Short task -> Identify every line below that contains the word "metal", and copy each one.

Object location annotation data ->
----

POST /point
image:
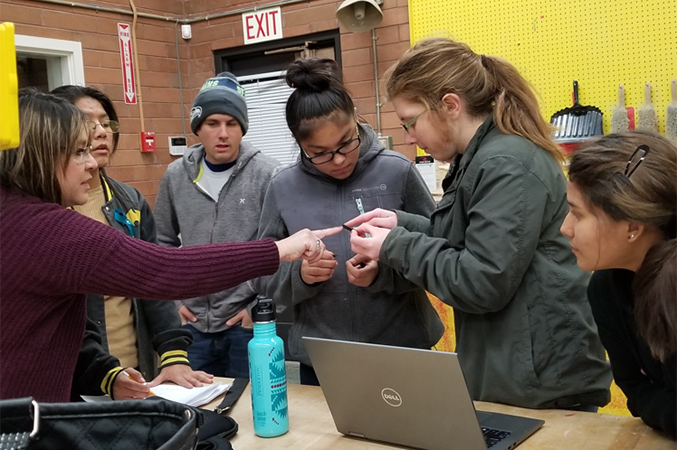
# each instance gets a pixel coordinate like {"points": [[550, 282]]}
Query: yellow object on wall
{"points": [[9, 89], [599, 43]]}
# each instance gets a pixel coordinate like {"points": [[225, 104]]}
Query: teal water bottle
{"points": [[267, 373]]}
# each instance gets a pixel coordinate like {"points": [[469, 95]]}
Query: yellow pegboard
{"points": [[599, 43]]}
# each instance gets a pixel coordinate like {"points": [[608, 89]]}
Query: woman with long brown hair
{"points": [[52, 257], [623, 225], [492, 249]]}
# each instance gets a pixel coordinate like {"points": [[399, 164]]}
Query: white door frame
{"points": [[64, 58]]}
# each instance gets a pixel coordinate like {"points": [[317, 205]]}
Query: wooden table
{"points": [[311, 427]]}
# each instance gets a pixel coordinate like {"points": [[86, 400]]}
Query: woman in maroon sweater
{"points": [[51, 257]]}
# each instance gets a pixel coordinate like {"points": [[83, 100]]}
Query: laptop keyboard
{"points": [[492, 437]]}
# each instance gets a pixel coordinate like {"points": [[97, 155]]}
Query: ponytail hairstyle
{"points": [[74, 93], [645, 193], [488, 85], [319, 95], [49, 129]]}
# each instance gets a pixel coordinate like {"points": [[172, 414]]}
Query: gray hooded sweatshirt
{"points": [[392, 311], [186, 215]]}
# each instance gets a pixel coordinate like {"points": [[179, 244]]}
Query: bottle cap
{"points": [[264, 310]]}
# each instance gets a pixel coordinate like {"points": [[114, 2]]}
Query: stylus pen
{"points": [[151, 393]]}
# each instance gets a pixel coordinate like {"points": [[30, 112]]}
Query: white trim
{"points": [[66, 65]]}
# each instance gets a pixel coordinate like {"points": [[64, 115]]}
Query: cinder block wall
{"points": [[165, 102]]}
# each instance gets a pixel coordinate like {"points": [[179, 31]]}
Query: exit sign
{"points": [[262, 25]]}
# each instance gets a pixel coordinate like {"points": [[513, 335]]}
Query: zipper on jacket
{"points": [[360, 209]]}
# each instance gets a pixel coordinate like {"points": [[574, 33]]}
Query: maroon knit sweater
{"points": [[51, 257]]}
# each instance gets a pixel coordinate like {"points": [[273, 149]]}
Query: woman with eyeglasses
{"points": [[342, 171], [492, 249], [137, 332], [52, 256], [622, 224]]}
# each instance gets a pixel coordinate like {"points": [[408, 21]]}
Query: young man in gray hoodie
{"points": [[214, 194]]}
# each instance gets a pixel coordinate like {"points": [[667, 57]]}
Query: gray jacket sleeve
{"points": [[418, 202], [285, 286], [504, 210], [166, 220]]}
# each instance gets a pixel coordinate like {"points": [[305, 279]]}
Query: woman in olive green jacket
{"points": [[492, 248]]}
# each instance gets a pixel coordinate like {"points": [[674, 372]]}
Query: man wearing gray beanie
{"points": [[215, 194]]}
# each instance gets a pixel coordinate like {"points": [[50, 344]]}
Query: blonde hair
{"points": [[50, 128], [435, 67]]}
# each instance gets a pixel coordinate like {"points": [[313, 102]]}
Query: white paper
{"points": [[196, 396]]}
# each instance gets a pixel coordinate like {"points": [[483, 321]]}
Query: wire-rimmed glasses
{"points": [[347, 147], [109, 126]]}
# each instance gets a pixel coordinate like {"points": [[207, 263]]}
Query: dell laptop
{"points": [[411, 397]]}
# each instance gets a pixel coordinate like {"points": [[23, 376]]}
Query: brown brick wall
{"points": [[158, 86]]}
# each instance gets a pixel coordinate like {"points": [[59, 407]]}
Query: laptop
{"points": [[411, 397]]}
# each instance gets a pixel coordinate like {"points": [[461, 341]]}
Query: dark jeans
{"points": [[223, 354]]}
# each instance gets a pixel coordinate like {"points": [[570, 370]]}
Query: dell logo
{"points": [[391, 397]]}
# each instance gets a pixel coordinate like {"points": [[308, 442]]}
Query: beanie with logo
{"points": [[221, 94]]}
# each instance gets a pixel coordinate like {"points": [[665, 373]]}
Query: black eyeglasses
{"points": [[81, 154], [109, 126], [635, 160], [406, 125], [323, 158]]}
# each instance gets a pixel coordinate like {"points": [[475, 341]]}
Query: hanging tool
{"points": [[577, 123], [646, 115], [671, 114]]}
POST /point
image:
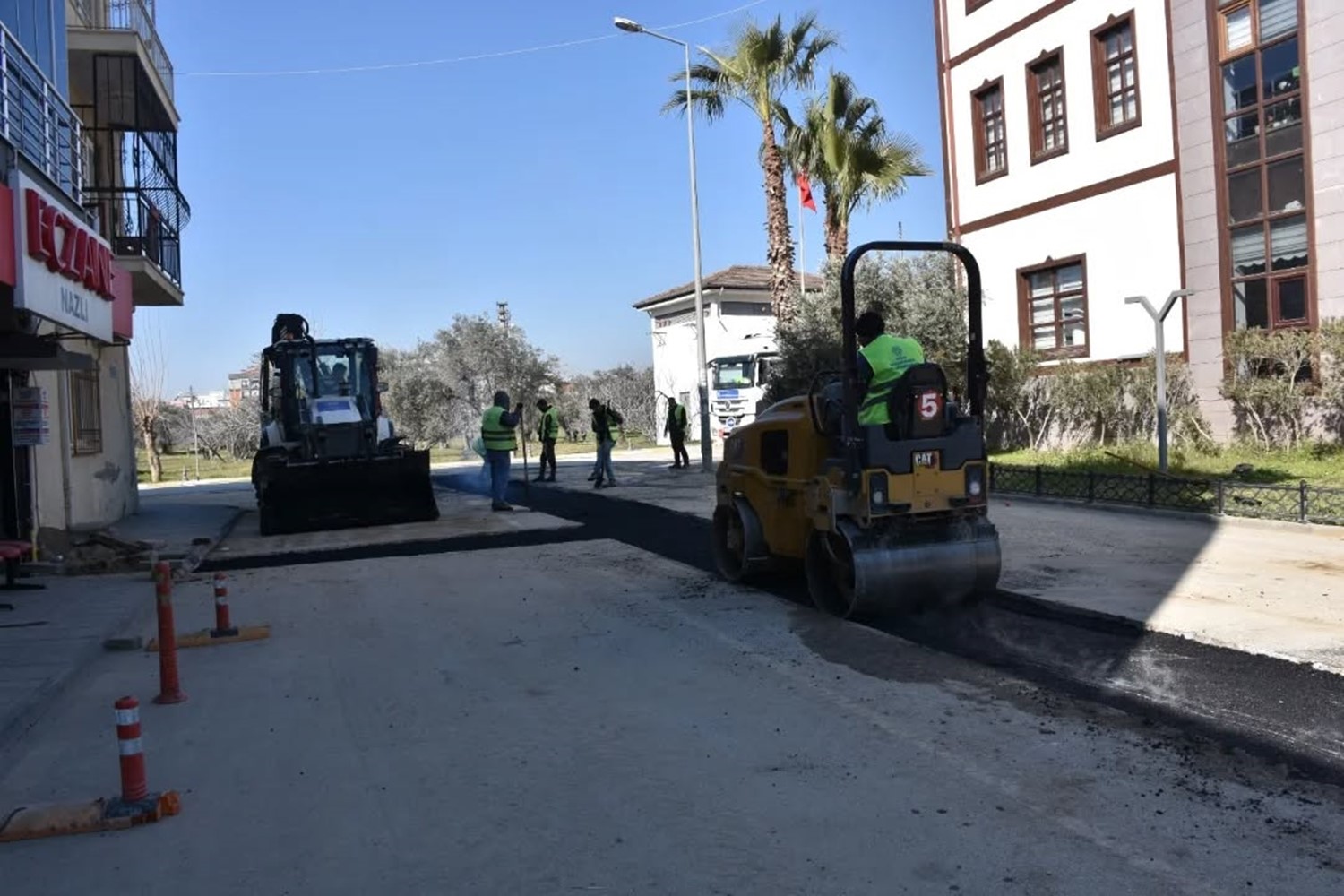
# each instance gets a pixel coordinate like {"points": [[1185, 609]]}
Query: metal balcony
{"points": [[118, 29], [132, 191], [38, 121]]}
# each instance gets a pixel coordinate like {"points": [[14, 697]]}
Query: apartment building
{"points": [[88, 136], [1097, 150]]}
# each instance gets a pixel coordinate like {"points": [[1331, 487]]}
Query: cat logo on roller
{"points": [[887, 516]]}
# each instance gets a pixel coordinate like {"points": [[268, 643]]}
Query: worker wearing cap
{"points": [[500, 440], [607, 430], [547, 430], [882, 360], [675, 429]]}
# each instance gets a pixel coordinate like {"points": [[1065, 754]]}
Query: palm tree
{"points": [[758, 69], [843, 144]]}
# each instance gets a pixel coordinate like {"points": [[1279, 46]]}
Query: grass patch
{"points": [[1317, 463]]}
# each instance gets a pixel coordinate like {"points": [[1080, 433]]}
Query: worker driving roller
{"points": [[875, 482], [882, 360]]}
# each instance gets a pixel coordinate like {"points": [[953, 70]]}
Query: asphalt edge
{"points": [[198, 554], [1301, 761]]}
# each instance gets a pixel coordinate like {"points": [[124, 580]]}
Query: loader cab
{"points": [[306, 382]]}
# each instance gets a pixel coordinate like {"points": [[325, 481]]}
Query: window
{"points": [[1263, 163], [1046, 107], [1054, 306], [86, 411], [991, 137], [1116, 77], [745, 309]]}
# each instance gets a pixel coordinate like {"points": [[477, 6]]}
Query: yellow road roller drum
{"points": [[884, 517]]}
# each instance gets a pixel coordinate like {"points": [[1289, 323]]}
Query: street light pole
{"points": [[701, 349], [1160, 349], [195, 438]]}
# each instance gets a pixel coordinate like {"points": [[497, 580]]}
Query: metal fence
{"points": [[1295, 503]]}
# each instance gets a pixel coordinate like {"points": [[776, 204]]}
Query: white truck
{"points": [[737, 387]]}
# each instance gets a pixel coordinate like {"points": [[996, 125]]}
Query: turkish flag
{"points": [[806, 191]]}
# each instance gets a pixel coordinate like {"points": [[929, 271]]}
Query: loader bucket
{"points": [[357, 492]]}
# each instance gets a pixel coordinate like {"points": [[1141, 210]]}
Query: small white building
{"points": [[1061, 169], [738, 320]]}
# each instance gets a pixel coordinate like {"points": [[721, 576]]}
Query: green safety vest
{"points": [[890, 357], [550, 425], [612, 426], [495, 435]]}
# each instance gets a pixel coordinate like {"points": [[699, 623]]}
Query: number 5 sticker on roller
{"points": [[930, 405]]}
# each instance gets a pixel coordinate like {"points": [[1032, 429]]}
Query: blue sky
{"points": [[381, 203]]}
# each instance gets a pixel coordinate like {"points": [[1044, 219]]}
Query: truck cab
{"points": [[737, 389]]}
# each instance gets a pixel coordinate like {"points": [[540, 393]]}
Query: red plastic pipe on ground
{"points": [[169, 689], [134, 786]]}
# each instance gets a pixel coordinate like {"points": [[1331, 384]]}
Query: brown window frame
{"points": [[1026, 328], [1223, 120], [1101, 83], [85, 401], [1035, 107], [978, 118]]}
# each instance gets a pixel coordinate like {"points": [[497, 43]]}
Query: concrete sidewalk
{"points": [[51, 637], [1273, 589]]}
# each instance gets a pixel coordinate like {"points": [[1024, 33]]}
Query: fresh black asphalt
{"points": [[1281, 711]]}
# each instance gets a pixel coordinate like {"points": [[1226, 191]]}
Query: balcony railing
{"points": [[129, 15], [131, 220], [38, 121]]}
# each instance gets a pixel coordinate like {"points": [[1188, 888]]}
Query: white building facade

----

Solution ->
Query: metal balcony
Query: metal fence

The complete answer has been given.